▶ _ACTIONS TO TAKE_:
a. Repeat the text about consistency and replication below word for word, starting with "Replication: Consensus Protocols" and going on through "distributed log replication.".
b. In the text about consistency and replication below, what guarantee does the Monotonic Writes variant provide?

▶ _PAGE EXCERPT_:
::::::
Implementation: Vector clocks track causal dependencies.

Eventual Consistency Subtypes

Variant	Guarantee	Example
Eventual	Will converge with no new writes	DNS, NTP
Strong Eventual (SEC)	Merges are deterministic (CRDT)	Shopping cart, collaborative editing
Read-Your-Writes	You see your own writes	User profile, personalization
Monotonic Reads	If you read v2, you never read v1 again	Feed, message inbox
Monotonic Writes	Your writes appear in order	Log appends

Replication: Consensus Protocols

Raft Consensus Algorithm

Raft is the most widely implemented consensus protocol (etcd, CockroachDB, TiKV). It provides linearizable distributed log replication.
::::::
▶ _EXCERPTED RECORDS_:
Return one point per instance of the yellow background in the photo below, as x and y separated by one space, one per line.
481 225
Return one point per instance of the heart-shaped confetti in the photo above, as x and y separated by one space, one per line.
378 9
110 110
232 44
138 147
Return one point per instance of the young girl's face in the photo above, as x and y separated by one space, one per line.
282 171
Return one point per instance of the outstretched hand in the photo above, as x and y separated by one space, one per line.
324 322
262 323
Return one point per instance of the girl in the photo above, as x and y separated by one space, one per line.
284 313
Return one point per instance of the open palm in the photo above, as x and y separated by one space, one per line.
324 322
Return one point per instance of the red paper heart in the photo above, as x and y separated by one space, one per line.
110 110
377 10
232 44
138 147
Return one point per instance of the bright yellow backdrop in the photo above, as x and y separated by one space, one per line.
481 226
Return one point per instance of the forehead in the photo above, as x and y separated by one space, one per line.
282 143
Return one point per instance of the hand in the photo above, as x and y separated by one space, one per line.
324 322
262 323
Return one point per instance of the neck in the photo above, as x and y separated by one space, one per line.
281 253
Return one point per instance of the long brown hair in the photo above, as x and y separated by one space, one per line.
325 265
::::::
▶ _WRITTEN ANSWERS_:
a.
Replication: Consensus Protocols

Raft Consensus Algorithm

Raft is the most widely implemented consensus protocol (etcd, CockroachDB, TiKV). It provides linearizable distributed log replication.

b. Your writes appear in order.